TASK DIRECTIONS => Put every one of the lines below into a JSON list of strings, one string per line, leaving out any blank lines.

THE DATA =>

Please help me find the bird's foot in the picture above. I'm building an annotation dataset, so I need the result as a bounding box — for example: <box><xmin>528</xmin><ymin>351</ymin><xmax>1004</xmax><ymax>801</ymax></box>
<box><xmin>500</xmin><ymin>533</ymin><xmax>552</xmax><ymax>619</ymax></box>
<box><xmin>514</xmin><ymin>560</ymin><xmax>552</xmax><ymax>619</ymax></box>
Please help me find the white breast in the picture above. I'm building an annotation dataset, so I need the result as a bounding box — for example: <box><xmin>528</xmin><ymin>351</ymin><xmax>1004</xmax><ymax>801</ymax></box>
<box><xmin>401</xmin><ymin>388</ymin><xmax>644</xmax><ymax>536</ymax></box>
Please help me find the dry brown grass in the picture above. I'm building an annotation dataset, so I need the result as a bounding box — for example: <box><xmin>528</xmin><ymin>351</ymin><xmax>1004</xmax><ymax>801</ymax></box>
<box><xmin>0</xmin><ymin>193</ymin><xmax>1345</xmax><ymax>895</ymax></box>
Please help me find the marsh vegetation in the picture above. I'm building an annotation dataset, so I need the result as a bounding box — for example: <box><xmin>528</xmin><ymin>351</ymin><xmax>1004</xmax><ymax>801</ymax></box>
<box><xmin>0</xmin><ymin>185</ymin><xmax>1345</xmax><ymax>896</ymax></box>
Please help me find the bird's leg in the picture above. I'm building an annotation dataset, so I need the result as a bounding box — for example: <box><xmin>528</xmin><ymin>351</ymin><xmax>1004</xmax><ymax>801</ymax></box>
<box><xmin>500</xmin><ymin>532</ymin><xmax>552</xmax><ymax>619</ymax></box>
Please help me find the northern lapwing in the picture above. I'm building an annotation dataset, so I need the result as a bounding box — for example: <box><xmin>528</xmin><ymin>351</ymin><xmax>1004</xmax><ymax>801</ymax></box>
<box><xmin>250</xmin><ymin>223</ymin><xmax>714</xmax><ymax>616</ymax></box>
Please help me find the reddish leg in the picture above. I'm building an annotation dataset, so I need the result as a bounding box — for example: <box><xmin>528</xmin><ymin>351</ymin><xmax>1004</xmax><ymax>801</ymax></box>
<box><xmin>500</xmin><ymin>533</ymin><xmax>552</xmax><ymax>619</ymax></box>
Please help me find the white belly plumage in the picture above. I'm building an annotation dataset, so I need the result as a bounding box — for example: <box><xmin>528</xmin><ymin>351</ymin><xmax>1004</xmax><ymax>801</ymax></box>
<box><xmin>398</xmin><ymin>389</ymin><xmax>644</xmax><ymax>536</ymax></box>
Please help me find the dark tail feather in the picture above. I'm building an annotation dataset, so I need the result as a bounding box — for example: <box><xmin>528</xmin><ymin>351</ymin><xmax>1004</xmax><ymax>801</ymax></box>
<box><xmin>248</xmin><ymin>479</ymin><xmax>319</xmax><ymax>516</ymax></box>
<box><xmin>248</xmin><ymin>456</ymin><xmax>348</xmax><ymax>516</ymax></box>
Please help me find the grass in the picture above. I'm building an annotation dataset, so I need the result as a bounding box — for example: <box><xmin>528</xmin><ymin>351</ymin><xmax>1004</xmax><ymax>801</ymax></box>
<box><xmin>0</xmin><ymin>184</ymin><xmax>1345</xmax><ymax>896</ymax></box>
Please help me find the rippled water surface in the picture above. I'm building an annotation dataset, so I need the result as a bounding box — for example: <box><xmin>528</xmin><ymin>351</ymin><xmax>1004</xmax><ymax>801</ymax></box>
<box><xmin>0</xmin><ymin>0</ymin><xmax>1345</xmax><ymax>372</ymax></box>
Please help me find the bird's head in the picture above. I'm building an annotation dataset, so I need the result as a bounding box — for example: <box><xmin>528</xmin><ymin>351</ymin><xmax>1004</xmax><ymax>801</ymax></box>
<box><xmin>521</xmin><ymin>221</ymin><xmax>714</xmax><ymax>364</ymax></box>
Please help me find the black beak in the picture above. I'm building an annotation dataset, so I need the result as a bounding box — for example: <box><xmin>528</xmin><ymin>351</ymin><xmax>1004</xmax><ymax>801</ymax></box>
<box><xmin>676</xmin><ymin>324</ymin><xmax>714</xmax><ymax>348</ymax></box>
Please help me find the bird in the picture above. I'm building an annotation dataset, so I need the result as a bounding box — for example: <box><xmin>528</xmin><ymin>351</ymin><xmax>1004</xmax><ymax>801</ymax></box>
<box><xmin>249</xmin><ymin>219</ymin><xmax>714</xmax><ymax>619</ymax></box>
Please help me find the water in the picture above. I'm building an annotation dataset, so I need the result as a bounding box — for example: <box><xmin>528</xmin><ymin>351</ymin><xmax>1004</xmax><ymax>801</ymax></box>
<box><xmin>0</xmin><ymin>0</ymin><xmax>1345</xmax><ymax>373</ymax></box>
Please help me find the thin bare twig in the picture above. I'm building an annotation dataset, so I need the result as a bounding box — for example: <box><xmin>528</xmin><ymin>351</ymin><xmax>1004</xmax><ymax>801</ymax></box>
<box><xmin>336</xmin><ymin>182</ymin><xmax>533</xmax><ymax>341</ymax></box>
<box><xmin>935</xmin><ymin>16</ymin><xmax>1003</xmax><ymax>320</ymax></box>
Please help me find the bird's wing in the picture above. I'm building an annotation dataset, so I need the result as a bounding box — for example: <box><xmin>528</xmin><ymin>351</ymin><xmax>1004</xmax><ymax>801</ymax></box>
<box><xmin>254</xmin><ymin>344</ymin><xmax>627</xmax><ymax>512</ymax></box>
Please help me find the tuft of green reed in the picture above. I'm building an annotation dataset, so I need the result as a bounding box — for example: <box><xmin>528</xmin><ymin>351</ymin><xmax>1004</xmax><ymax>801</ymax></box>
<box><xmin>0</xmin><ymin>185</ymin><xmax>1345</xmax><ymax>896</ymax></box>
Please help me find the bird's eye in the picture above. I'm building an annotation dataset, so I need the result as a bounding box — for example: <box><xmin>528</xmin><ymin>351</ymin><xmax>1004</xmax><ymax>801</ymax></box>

SOLUTION FOR THIS PROBLEM =>
[
  "Please help me find the bird's foot in the picture above. I'm building an annotation dataset, so I need the result as a bounding box — for example: <box><xmin>528</xmin><ymin>351</ymin><xmax>1004</xmax><ymax>801</ymax></box>",
  "<box><xmin>500</xmin><ymin>533</ymin><xmax>552</xmax><ymax>619</ymax></box>",
  "<box><xmin>514</xmin><ymin>560</ymin><xmax>552</xmax><ymax>619</ymax></box>",
  "Please help me find the white breast in the picture above. I'm building an annotation dataset, so I need the result as a bounding box — for example: <box><xmin>528</xmin><ymin>351</ymin><xmax>1004</xmax><ymax>801</ymax></box>",
  "<box><xmin>401</xmin><ymin>388</ymin><xmax>644</xmax><ymax>536</ymax></box>",
  "Please help me find the dry brown grass in the picture above. I'm building an annotation dataset, so I need the result as a bounding box — for example: <box><xmin>528</xmin><ymin>351</ymin><xmax>1004</xmax><ymax>801</ymax></box>",
  "<box><xmin>0</xmin><ymin>193</ymin><xmax>1345</xmax><ymax>895</ymax></box>",
  "Please help me find the marsh vegetation in the picture above. I'm building an annotation dataset, so I need the result as a bounding box — for example: <box><xmin>528</xmin><ymin>351</ymin><xmax>1004</xmax><ymax>801</ymax></box>",
  "<box><xmin>0</xmin><ymin>185</ymin><xmax>1345</xmax><ymax>896</ymax></box>",
  "Please help me find the bird's leg in the picture above. I'm building an annotation dataset, so I need the result as a bounding box — for example: <box><xmin>528</xmin><ymin>351</ymin><xmax>1004</xmax><ymax>801</ymax></box>",
  "<box><xmin>500</xmin><ymin>532</ymin><xmax>552</xmax><ymax>619</ymax></box>",
  "Please help me find the northern lapwing in the picture above. I'm building an annotation dataset, so I need the result as a bounding box — for example: <box><xmin>528</xmin><ymin>351</ymin><xmax>1004</xmax><ymax>801</ymax></box>",
  "<box><xmin>250</xmin><ymin>223</ymin><xmax>714</xmax><ymax>616</ymax></box>",
  "Please help me find the reddish leg in the picture above. I'm building an annotation dataset, so I need the result as a bounding box — for example: <box><xmin>528</xmin><ymin>351</ymin><xmax>1004</xmax><ymax>801</ymax></box>",
  "<box><xmin>500</xmin><ymin>533</ymin><xmax>552</xmax><ymax>619</ymax></box>",
  "Please help me find the white belly plumage in the picture above. I'm building an annotation dataset, so I need the result as a bounding box — for example: <box><xmin>528</xmin><ymin>351</ymin><xmax>1004</xmax><ymax>801</ymax></box>",
  "<box><xmin>398</xmin><ymin>389</ymin><xmax>644</xmax><ymax>536</ymax></box>",
  "Please help me find the dark tail feather in the picture above. I'm building an annotation dataset, so I need the result as a bounding box — for example: <box><xmin>528</xmin><ymin>351</ymin><xmax>1004</xmax><ymax>801</ymax></box>",
  "<box><xmin>248</xmin><ymin>479</ymin><xmax>319</xmax><ymax>516</ymax></box>",
  "<box><xmin>248</xmin><ymin>456</ymin><xmax>348</xmax><ymax>516</ymax></box>",
  "Please help me find the grass in the picture above. I'm building an annotation dataset, so I need the result as a bounding box — for example: <box><xmin>528</xmin><ymin>351</ymin><xmax>1004</xmax><ymax>801</ymax></box>",
  "<box><xmin>0</xmin><ymin>184</ymin><xmax>1345</xmax><ymax>896</ymax></box>",
  "Please help me find the rippled water surface in the picture above. I'm building an annotation dataset, so I need the result as a bounding box — for example: <box><xmin>528</xmin><ymin>351</ymin><xmax>1004</xmax><ymax>801</ymax></box>",
  "<box><xmin>0</xmin><ymin>0</ymin><xmax>1345</xmax><ymax>372</ymax></box>",
  "Please help me find the bird's head in the picture above. I'm building an annotation dataset, so I need the result as a bounding box — for example: <box><xmin>528</xmin><ymin>351</ymin><xmax>1004</xmax><ymax>801</ymax></box>",
  "<box><xmin>521</xmin><ymin>221</ymin><xmax>714</xmax><ymax>364</ymax></box>",
  "Please help me find the black beak in the picture above. I'm building an annotation dataset, so I need the result as a bounding box — for example: <box><xmin>528</xmin><ymin>351</ymin><xmax>1004</xmax><ymax>801</ymax></box>",
  "<box><xmin>676</xmin><ymin>324</ymin><xmax>714</xmax><ymax>348</ymax></box>",
  "Please help me find the bird in the picture above. I'm building an annotation dataset, so I need the result as a bounding box — for example: <box><xmin>528</xmin><ymin>351</ymin><xmax>1004</xmax><ymax>801</ymax></box>",
  "<box><xmin>249</xmin><ymin>219</ymin><xmax>714</xmax><ymax>619</ymax></box>",
  "Please help me find the water in the picture above. I'm building an annotation dataset, so I need the result as a bounding box — for example: <box><xmin>528</xmin><ymin>351</ymin><xmax>1004</xmax><ymax>801</ymax></box>",
  "<box><xmin>0</xmin><ymin>0</ymin><xmax>1345</xmax><ymax>373</ymax></box>",
  "Please help me find the thin bare twig in the picture above. I'm building an annotation dataset, so I need the result as a bounding box — for example: <box><xmin>528</xmin><ymin>351</ymin><xmax>1004</xmax><ymax>801</ymax></box>",
  "<box><xmin>336</xmin><ymin>182</ymin><xmax>533</xmax><ymax>341</ymax></box>",
  "<box><xmin>935</xmin><ymin>16</ymin><xmax>1003</xmax><ymax>320</ymax></box>",
  "Please help me find the bird's wing in the picture above. I'm building an annotation dataset, so I need the result as a bounding box — for example: <box><xmin>528</xmin><ymin>351</ymin><xmax>1004</xmax><ymax>801</ymax></box>",
  "<box><xmin>254</xmin><ymin>344</ymin><xmax>627</xmax><ymax>512</ymax></box>",
  "Please help me find the tuft of green reed in the picture above. I'm building an annotation dataset, so I need the result as a bounding box — for example: <box><xmin>528</xmin><ymin>351</ymin><xmax>1004</xmax><ymax>801</ymax></box>",
  "<box><xmin>0</xmin><ymin>185</ymin><xmax>1345</xmax><ymax>896</ymax></box>",
  "Please help me find the bird's eye in the picture above. I'm building an annotation dataset, so I need the result as a bounding box — for example: <box><xmin>528</xmin><ymin>351</ymin><xmax>1004</xmax><ymax>801</ymax></box>"
]